Michelle Blakeney, Jason Davidson and Jenny Fraser |
The project features artists
whose work focuses on the production of an inter-connected expression. The
intention is to facilitate an in-depth discussion to be shaped largely by the
online residency participants, but potentially covering notions such as:
non-linear storytelling, authorship, audiences, accessibility, new media
literacy and, the past and future potentials of online digital storytelling.
Three artists were
commissioned by artist/curator Jenny Fraser (QLD) to undertake online
residencies to research and develop new work and create a new web-presence.
Working from their own home states and territory, the artists, Christine Peacock
(QLD), Jason Davidson (NT) and Michelle Blakeney (NSW) have also engaged other
creatives. The Aboriginal writers that have been commissioned for the project
are Mary Graham (QLD), Ross Watson (QLD) and Peter Morin (Canada).
The Blackout Collective is a
group of creators from all over Australia who fluidly communicate and contribute
towards screen- based culture locally, across Australia, and internationally.
“Australia, in itself is a big brown land, so it is difficult for us to
maintain face-to-face contact even in our own country. It is important
professionally and spiritually for us to travel together, and engage with Native
Canadian artists at the festival, as we struggle in a very niche artform area in
our own country, and are usually excluded from mainstream new media
exhibitions” said Jenny Fraser.
The imagineNATIVE Film + Media
Arts Festival is an international festival in Toronto that celebrates the latest
works by Indigenous peoples on the forefront of innovation in film, video,
radio, and new media. Each year, the festival presents a selection of the most
compelling and distinctive Indigenous works from around the globe. The
festival's screenings, panel discussions, and cultural events attract and
connect film makers, media artists, programmers, buyers, and industry
professionals. The works accepted reflect the diversity of the world's
Indigenous nations and illustrate the vitality and excellence of our art and
culture in contemporary media.
Christine Peacocks
'LANDED' project has been selected for competition at the 14th
annual imagineNATIVE Film & Media Arts Festival, and the blackout collective
will also present as a group, participating in a panel on new media arts, along
with attending other forums, screenings, meetings and industry gatherings. Landed has a focus
on
international conversation, using the
wisdom of local elders in South East Queensland to engage Aboriginal peoples in
a dialogue concerning concepts of sovereignty. “Three women, two Indigenous
and one non-Indigenous shared our skills to create the Landed website. Our focus
is not the production of excellence or innovation, we rather inspire continued
use of tools available to us, and interaction through conversation, to honour
our ancestors, each other, land and all her
creatures” said Christine Peacock, from Wolvi in
Queensland.
Michelle Blakeney presents a
new video work 'A lot of lost survivors' which features an historic photographic
collection for members of the Stolen Generation who were instituionalised at The
Bomaderry Aboriginal Children’s Home in New South Wales. “Aboriginal
families are only now recovering members from forced separations; photography
provides a link from the past to the present that is immediate and
powerful” said Blakeney.

========

Written tasks
• 1. Answer these questions about the passage on the Blackout Collective:
(a) In which city is the imagineNATIVE Film + Media Arts Festival held?
(b) From which state or territory is Jason Davidson working?
(c) What is the title of Michelle Blakeney's new video work?
• 2. Name every writer the passage on the Blackout Collective says was commissioned for the project, with the place given for each.
• 3. Carry on the passage about the Blackout Collective from its final sentence.
The records are not needed for any of this work.

(Detection examples)
========

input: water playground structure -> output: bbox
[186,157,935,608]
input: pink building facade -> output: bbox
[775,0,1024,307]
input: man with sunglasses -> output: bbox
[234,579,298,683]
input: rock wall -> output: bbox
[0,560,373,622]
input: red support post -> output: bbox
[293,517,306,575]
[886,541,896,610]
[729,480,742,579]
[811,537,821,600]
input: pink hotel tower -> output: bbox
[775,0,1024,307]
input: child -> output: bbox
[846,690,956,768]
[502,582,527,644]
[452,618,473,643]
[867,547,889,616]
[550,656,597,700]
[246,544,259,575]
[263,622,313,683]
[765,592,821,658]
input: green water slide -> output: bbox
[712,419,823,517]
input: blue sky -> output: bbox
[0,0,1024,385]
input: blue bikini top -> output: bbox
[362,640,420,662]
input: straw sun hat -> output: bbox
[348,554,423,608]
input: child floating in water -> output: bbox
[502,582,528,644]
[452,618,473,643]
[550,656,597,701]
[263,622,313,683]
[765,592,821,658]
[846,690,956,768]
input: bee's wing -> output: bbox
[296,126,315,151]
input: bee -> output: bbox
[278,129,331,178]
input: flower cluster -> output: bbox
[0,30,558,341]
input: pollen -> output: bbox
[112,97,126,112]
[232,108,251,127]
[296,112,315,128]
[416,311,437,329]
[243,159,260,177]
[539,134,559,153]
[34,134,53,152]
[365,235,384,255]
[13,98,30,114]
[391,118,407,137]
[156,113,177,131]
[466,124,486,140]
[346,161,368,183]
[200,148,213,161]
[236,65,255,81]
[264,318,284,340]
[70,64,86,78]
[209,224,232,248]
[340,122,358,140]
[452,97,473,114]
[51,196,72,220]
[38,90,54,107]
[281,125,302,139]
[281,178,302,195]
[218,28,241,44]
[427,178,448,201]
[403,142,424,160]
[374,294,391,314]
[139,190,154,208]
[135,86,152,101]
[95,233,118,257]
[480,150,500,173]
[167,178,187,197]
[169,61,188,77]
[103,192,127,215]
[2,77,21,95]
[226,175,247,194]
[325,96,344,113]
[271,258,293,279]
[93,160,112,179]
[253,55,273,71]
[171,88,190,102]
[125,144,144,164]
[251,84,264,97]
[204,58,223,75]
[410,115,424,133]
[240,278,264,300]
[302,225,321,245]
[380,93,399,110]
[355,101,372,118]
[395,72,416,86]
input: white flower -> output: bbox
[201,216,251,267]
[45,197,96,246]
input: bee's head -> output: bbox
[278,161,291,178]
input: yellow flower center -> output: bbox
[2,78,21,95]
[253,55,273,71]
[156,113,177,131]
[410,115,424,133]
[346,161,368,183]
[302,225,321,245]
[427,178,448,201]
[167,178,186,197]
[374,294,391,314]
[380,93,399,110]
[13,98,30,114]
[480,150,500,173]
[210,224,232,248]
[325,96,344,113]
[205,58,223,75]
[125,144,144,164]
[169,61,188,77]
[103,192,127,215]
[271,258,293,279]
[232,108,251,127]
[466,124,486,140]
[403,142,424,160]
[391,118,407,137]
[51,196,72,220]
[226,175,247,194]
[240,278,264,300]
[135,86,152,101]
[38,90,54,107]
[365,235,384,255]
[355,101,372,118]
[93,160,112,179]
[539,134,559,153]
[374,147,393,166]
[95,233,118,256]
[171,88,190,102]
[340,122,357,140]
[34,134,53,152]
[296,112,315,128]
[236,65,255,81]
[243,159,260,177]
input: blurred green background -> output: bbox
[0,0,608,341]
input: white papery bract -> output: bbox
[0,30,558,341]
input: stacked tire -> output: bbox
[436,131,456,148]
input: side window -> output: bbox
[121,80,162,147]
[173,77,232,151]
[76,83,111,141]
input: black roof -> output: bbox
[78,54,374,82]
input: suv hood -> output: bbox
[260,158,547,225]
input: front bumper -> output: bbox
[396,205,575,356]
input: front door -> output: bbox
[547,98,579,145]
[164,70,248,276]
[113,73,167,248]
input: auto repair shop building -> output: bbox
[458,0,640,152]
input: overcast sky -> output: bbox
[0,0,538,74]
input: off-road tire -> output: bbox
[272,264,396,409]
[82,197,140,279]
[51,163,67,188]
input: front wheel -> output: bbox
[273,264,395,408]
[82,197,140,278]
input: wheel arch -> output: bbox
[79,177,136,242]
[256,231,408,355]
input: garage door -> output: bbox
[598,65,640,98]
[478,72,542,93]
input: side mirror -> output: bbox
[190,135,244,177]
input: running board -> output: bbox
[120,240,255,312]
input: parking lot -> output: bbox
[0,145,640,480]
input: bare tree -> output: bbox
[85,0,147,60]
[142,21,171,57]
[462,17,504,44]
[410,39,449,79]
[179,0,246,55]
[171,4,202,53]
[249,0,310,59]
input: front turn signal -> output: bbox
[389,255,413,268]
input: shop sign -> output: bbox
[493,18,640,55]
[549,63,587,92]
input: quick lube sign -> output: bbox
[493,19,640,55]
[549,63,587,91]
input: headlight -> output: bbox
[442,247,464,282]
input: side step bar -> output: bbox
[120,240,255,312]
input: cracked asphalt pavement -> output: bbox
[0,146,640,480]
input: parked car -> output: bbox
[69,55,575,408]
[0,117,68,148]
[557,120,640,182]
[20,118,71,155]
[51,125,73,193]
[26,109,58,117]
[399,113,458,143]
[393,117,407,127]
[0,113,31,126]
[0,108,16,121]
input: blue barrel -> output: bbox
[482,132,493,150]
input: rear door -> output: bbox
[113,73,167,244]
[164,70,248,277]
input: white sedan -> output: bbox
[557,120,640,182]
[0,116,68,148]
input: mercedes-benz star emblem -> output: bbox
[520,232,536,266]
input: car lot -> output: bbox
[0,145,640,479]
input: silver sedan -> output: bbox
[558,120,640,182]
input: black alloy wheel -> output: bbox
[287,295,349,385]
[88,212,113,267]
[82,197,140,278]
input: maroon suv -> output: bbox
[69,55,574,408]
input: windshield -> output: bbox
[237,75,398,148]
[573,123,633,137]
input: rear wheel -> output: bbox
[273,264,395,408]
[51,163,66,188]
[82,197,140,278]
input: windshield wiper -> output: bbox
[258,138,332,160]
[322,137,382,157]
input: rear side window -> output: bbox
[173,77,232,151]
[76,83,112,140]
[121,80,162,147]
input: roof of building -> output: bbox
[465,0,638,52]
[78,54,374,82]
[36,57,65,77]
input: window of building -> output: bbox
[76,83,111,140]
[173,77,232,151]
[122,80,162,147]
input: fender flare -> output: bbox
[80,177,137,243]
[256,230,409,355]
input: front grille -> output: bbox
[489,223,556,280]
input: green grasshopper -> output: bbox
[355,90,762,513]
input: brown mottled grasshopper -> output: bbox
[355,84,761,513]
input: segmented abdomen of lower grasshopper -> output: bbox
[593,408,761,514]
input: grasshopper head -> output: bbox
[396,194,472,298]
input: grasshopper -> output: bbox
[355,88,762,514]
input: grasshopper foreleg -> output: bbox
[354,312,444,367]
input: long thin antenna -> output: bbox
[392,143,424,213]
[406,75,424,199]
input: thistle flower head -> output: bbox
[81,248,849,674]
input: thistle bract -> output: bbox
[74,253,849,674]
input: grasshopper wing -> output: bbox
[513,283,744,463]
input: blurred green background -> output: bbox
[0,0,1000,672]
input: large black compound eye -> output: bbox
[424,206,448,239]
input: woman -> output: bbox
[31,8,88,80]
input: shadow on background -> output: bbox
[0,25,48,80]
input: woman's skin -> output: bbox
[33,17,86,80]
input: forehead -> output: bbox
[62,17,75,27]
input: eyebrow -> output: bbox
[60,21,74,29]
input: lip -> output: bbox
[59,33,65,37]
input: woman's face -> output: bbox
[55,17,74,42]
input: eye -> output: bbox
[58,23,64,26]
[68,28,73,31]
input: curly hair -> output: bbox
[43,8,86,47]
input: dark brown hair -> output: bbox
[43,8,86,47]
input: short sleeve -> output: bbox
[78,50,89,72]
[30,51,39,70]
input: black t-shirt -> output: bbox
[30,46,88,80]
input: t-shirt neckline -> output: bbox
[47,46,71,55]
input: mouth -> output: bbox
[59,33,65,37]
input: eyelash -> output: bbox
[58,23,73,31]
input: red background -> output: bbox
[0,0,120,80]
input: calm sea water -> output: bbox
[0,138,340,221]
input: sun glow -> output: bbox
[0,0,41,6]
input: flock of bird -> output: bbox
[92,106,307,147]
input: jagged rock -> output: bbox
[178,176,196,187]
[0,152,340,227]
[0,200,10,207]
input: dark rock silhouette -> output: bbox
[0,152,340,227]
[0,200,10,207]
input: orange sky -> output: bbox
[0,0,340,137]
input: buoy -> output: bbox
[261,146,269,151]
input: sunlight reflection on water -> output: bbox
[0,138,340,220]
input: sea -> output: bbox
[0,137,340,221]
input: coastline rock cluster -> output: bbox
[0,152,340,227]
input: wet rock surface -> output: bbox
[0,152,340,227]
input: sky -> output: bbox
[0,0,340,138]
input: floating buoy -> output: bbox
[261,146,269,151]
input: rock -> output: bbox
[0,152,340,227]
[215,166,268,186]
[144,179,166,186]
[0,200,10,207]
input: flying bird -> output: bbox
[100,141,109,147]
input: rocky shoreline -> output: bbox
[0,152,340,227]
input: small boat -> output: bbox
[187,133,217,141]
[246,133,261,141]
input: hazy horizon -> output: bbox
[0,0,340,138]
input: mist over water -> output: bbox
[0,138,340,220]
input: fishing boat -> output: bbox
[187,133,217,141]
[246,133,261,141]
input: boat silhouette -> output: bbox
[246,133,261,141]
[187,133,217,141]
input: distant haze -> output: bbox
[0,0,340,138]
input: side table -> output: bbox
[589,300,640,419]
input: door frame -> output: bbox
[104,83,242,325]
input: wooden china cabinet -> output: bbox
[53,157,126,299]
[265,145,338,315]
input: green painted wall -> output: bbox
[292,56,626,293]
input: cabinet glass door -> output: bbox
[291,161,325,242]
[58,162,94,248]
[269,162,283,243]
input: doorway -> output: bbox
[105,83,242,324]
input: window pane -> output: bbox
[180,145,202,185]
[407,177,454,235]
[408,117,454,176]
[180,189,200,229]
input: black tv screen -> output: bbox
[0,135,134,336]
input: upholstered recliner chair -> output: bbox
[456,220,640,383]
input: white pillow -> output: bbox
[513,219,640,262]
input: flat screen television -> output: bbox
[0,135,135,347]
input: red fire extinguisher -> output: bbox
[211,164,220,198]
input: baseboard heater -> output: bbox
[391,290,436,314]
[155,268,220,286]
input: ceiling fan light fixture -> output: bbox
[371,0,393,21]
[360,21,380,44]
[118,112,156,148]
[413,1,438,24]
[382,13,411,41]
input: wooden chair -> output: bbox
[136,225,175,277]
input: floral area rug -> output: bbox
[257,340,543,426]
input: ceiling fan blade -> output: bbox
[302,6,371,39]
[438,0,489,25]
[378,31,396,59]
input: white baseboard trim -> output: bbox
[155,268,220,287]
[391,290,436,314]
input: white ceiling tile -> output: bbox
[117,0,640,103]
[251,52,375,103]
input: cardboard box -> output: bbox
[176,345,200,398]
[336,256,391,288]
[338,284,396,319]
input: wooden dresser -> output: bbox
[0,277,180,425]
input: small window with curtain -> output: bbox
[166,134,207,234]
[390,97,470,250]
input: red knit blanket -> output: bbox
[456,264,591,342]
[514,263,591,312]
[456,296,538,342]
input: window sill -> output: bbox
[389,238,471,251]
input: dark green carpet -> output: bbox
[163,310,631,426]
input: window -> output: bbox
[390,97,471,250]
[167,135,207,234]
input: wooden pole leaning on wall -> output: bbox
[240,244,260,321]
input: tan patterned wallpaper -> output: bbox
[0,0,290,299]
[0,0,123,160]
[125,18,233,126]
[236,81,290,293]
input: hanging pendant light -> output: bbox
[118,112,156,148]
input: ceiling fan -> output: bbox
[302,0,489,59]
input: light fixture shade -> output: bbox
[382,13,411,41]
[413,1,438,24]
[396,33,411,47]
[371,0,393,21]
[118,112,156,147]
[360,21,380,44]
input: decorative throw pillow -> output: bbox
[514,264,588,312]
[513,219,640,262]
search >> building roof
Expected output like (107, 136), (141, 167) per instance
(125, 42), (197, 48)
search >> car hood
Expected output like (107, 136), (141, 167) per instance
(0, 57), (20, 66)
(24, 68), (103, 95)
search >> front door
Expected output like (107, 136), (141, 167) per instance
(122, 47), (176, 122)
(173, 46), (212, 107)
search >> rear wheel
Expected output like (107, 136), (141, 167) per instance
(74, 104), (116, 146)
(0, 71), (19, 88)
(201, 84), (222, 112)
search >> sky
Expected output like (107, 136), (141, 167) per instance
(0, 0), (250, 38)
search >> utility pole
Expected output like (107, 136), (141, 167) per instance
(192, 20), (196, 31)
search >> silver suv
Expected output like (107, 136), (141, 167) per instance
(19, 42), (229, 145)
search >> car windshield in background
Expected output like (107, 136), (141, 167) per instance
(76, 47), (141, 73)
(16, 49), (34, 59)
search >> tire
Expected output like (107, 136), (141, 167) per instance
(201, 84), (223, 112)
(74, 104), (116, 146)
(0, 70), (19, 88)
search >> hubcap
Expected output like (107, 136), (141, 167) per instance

========

Results by task
• 1.
(a) Toronto
(b) NT
(c) 'A lot of lost survivors'

• 2. Mary Graham (QLD), Ross Watson (QLD), Peter Morin (Canada)

• 3.
The focus
for Jason Davidsons work is on chem trails, which are the chemical footprints
that are left in the process of geo-engineering. Titled The Chemtrail Phenomenon, the
project leaves the viewer with questions about the various chemtrails in the ACT
and Northern Territory where he is based.
Jason Davidson says of his artwork “The chemtrail phenomenon, is my documentation
project, a contribution that is aimed at helping to educate the community about
chemtrails and the importance of respecting our
planet.”
This is the first year that a group of Indigenous New Media artists have toured to the imagineNATIVE festival but fundraising for the project
began in 2004 and over the years more inspiration and motivation came, when
Native Canadian artist curator Ahasiw Maskegon-Iskew invited Jenny Fraser to
contribute an online art project towards his curated project 'Storm
Spirits'. “Storm Spirits focuses on Aboriginal artists whose work
inhabits and maps out these intersecting spheres of influence and who contribute
unique forms of vitality to the dynamic and essential interplay between
Indigenous traditional knowledge and contemporary Aboriginal culture” said
Ahasiw in his curatorial essay, 2005. Ahasiw passed away before the project was
launched, but Frasers project 'unsettled' went onto receive an honourable
mention in the New Media category at the imagineNATIVE film and media arts
festival in 2007.
The project title is the
namesake of song lyrics by Yothu Yindi from the 1996 hit single
Superhighway. The recent passing of Yothu Yindi front man
Dr Yunupingu, and project writer Ross Watson, will be honoured when Superhighway
across the Sky is launched in Australia in 2014.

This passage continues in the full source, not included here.